**Work instructions:**
Gather and copy every line of the records below that contains the string "handlebar". Case counts.

— start Dataset —

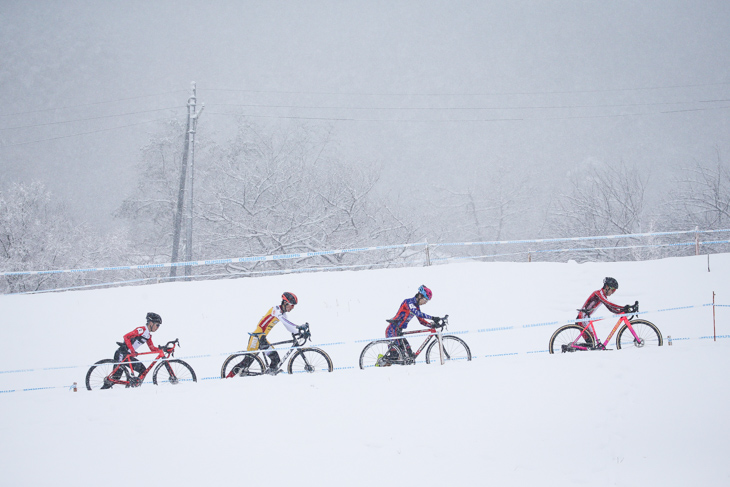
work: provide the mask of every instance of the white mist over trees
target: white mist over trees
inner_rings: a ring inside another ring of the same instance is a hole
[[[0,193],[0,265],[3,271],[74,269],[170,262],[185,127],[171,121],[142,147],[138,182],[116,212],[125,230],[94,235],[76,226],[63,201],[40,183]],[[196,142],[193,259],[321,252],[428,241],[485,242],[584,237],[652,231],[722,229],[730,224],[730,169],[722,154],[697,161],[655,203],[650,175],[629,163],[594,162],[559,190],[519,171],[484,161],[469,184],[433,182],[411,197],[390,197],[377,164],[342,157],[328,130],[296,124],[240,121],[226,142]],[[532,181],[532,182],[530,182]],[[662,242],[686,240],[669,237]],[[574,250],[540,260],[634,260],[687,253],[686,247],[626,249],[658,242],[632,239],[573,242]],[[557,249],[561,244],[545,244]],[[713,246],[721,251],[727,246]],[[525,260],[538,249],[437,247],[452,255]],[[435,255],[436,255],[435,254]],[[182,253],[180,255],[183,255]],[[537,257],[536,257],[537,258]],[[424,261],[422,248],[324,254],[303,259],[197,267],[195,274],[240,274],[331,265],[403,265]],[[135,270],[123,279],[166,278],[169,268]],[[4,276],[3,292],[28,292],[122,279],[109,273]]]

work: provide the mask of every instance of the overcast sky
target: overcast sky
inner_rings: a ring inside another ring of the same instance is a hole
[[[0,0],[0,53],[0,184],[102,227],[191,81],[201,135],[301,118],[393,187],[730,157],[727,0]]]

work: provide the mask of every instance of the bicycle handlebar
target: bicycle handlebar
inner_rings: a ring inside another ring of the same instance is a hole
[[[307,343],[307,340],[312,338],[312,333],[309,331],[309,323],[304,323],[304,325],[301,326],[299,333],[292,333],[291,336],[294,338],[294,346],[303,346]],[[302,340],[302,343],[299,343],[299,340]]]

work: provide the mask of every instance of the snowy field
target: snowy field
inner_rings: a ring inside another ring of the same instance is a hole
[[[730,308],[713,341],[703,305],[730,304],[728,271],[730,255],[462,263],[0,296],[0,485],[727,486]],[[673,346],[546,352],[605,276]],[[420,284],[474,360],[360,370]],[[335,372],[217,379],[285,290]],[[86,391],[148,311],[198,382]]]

— end Dataset —
— start Dataset —

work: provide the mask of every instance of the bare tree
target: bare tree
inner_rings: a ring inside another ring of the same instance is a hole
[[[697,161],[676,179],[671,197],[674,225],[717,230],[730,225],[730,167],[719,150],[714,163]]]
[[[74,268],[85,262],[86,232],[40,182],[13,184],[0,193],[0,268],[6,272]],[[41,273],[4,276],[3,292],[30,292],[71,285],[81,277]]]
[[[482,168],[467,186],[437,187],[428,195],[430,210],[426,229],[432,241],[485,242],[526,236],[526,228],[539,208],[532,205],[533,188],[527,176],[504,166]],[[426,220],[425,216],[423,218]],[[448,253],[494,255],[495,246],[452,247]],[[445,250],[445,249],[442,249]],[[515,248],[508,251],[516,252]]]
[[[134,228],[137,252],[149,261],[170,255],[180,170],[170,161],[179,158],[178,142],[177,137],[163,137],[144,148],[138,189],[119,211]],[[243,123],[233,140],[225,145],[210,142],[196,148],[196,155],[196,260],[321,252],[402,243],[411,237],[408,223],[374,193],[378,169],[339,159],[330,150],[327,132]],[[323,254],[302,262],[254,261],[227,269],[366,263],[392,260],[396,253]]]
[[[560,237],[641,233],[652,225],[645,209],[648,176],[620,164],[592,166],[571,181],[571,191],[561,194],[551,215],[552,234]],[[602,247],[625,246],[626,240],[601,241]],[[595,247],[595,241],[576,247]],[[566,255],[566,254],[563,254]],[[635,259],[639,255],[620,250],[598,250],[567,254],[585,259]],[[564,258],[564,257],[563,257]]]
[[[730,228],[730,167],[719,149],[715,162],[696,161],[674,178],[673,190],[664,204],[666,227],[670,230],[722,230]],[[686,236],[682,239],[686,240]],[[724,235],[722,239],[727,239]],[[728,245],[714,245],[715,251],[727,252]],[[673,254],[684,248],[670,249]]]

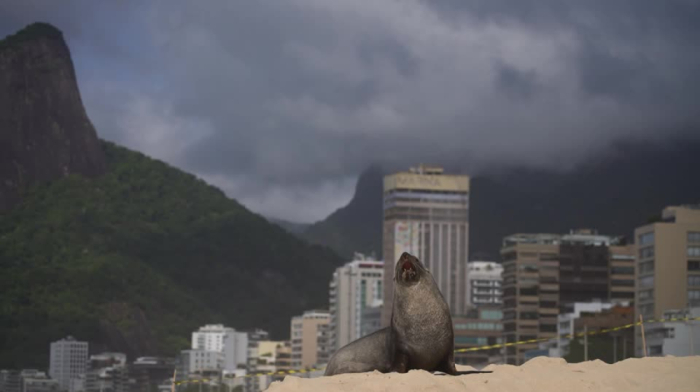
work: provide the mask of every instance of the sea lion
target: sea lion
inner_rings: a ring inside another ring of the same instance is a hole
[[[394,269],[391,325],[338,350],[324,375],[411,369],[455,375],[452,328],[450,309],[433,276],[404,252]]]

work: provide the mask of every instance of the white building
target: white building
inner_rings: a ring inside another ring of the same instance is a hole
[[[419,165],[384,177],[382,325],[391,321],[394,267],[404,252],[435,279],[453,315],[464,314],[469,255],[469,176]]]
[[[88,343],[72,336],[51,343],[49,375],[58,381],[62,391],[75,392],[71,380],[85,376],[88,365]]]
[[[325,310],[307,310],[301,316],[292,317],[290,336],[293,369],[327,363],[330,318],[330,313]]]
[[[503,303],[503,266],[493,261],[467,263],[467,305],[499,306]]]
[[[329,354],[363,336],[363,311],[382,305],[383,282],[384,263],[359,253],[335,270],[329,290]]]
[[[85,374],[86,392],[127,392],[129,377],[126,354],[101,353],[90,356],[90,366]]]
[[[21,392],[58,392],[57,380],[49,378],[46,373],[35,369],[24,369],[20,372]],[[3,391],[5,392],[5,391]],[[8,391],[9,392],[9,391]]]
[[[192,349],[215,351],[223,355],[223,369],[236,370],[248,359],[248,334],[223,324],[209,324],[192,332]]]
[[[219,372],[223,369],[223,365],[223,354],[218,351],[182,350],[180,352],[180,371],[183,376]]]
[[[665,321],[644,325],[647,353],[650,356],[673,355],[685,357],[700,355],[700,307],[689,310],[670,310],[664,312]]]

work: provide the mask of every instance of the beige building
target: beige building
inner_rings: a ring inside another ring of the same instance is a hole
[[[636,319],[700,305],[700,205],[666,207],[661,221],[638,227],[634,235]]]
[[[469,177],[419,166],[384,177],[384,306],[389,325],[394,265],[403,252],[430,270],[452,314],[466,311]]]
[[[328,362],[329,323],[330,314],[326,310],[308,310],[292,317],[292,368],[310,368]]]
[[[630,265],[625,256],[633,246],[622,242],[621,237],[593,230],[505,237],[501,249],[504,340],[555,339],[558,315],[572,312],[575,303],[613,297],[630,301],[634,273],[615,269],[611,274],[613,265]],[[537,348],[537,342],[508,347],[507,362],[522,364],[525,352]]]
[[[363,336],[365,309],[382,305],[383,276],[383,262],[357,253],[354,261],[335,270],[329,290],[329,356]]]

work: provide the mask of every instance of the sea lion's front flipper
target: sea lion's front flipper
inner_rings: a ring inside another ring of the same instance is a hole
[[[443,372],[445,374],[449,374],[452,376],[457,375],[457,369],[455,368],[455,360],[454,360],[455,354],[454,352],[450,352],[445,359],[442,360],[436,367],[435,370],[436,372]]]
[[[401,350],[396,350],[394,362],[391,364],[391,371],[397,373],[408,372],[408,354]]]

— end Dataset —

**Expected answer:**
work: provide the mask of every instance of the bicycle handlebar
target: bicycle handlebar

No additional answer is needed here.